-- Exercise materials follows --

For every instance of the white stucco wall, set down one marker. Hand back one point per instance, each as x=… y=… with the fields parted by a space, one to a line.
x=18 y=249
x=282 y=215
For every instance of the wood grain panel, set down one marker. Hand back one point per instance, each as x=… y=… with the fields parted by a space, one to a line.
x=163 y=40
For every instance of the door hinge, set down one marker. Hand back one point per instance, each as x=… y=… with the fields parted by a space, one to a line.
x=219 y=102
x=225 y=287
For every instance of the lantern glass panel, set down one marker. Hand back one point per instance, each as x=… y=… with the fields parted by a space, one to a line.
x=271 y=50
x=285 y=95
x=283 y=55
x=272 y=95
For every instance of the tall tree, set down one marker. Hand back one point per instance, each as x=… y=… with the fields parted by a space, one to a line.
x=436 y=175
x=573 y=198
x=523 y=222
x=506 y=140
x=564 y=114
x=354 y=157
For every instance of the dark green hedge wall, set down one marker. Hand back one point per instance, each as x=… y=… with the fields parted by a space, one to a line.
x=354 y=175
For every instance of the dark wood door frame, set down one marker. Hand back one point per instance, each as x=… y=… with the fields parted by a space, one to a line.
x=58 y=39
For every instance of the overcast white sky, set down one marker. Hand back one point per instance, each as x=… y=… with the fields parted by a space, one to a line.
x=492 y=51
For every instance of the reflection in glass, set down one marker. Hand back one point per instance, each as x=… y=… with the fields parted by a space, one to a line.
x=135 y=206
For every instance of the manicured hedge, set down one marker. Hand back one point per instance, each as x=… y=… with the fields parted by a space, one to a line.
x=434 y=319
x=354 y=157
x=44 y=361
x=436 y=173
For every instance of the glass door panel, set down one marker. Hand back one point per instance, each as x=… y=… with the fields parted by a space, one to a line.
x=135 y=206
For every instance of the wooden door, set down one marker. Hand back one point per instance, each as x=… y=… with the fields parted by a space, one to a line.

-- Exercise materials concluded --

What the task requires = Repeat the full set of records exactly.

Output of the task =
For every instance of the white stucco wall, set down one marker. Hand back one point per instance, each as x=… y=… with the fields parted by a space, one to a line.
x=18 y=249
x=282 y=215
For every instance of the wood grain panel, set down one marker. Hand back one point per instance, each as x=… y=… with the fields parted by a space, one to a line.
x=163 y=40
For every instance of the door hinge, set down one marker. Hand back one point per instance, each as x=… y=… with the fields parted by a space, one to a line.
x=219 y=102
x=225 y=287
For every instance of the lantern glass panel, set down one marker. Hand back one point per instance, each as x=… y=… with the fields parted by a space, one to a line.
x=271 y=50
x=285 y=95
x=283 y=55
x=272 y=95
For every instance of the tall tree, set down one marker. Hand back one point per instance, each as x=… y=… with the fields parted by a space, one to a line.
x=436 y=175
x=573 y=198
x=523 y=222
x=506 y=140
x=564 y=114
x=354 y=157
For every instance of the dark green hedge wall, set down one marker. Hand back one point per instance, each as x=… y=… with the fields parted by a space, one to a line.
x=354 y=175
For every instance of the dark wood door frame, set down one marker. Hand back one point per instance, each as x=… y=… with the fields parted by a space, one to a line.
x=58 y=39
For every instance of the overcast white sky, set down one marker. Hand back one point per instance, each as x=… y=… with the fields parted by a space, one to a line.
x=492 y=51
For every instance of the reflection in glass, set down one marker. Hand back one point per instance, each as x=… y=… with the fields parted by a space, one to a line.
x=135 y=206
For every instance of the manicured hedge, set down one marker. Hand back one point per instance, each as x=… y=… with the fields parted by a space, one to a line.
x=434 y=319
x=354 y=157
x=44 y=361
x=436 y=173
For every instance of the glass door panel, set down one marker. Hand back one point per instance, each as x=… y=… with the fields parted by a space, one to a line.
x=135 y=206
For every instance of the wooden door, set down one marker. Hand back one point per instance, each as x=… y=… with the fields parted by a space, one to a line.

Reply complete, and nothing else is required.